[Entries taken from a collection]
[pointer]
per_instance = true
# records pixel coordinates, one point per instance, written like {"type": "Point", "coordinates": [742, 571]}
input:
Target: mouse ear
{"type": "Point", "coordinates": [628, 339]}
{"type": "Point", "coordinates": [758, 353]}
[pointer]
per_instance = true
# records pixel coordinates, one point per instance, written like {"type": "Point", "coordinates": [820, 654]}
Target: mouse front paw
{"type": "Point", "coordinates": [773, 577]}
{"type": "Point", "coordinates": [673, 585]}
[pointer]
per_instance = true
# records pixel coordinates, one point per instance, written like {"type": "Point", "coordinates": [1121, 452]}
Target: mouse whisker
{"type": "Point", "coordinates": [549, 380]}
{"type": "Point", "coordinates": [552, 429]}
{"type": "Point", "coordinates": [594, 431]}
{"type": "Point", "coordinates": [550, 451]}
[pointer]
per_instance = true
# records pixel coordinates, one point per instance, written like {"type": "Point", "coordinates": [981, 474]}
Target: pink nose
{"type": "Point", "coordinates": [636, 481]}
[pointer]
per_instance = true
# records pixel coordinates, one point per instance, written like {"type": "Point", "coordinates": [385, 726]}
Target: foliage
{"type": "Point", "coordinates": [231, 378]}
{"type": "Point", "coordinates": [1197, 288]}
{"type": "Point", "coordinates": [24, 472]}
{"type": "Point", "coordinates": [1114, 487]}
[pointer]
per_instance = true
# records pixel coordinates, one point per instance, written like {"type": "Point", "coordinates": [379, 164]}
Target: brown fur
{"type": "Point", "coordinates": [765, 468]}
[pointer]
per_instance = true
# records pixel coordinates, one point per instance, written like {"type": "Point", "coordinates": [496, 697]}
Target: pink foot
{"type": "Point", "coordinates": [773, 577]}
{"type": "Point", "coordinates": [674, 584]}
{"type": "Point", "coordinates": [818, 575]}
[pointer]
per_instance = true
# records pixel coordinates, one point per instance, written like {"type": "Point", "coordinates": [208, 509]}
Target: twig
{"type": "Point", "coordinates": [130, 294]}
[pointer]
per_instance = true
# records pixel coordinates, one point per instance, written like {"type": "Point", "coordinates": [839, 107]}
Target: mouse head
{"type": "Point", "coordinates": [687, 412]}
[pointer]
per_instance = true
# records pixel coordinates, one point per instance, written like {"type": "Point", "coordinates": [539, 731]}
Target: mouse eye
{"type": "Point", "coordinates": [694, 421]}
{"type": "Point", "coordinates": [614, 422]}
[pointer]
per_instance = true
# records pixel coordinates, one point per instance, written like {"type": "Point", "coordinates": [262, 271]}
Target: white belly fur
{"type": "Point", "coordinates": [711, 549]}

TASK TO COMPLETE
Copy every line of the material, please, keeping it exactly the same.

WORKED SOLUTION
[pointer]
per_instance = true
# records pixel coordinates, one point per instance, written like {"type": "Point", "coordinates": [742, 571]}
input:
Target: mouse ear
{"type": "Point", "coordinates": [628, 339]}
{"type": "Point", "coordinates": [758, 353]}
[pointer]
per_instance = true
# records pixel coordinates, one point per instance, written like {"type": "Point", "coordinates": [820, 654]}
Target: mouse front paw
{"type": "Point", "coordinates": [773, 577]}
{"type": "Point", "coordinates": [673, 585]}
[pointer]
per_instance = true
# records pixel coordinates, one point per instance, written like {"type": "Point", "coordinates": [1121, 452]}
Target: mouse whisker
{"type": "Point", "coordinates": [549, 380]}
{"type": "Point", "coordinates": [552, 429]}
{"type": "Point", "coordinates": [594, 431]}
{"type": "Point", "coordinates": [550, 451]}
[pointer]
per_instance = true
# records pixel coordinates, one point per instance, written like {"type": "Point", "coordinates": [981, 474]}
Target: pink nose
{"type": "Point", "coordinates": [636, 481]}
[pointer]
per_instance = true
# records pixel coordinates, one point per instance, written like {"type": "Point", "coordinates": [385, 726]}
Target: foliage
{"type": "Point", "coordinates": [231, 378]}
{"type": "Point", "coordinates": [1197, 288]}
{"type": "Point", "coordinates": [24, 472]}
{"type": "Point", "coordinates": [1114, 487]}
[pointer]
per_instance = true
# records pixel coordinates, one point per instance, written like {"type": "Point", "coordinates": [379, 164]}
Target: brown fur
{"type": "Point", "coordinates": [765, 468]}
[pointer]
per_instance = true
# records pixel coordinates, one point per instance, written like {"type": "Point", "coordinates": [496, 697]}
Target: pink foot
{"type": "Point", "coordinates": [773, 577]}
{"type": "Point", "coordinates": [674, 584]}
{"type": "Point", "coordinates": [818, 575]}
[pointer]
per_instance = true
# records pixel coordinates, one point per instance, written like {"type": "Point", "coordinates": [208, 509]}
Target: twig
{"type": "Point", "coordinates": [130, 294]}
[pointer]
per_instance = true
# records pixel coordinates, one point per instance, written like {"type": "Point", "coordinates": [839, 107]}
Target: mouse head
{"type": "Point", "coordinates": [687, 412]}
[pointer]
per_instance = true
# records pixel coordinates, one point per instance, written like {"type": "Point", "coordinates": [539, 731]}
Target: mouse eye
{"type": "Point", "coordinates": [694, 421]}
{"type": "Point", "coordinates": [614, 422]}
[pointer]
per_instance = true
# records pixel coordinates, one point per instance, written like {"type": "Point", "coordinates": [262, 271]}
Target: white belly fur
{"type": "Point", "coordinates": [711, 549]}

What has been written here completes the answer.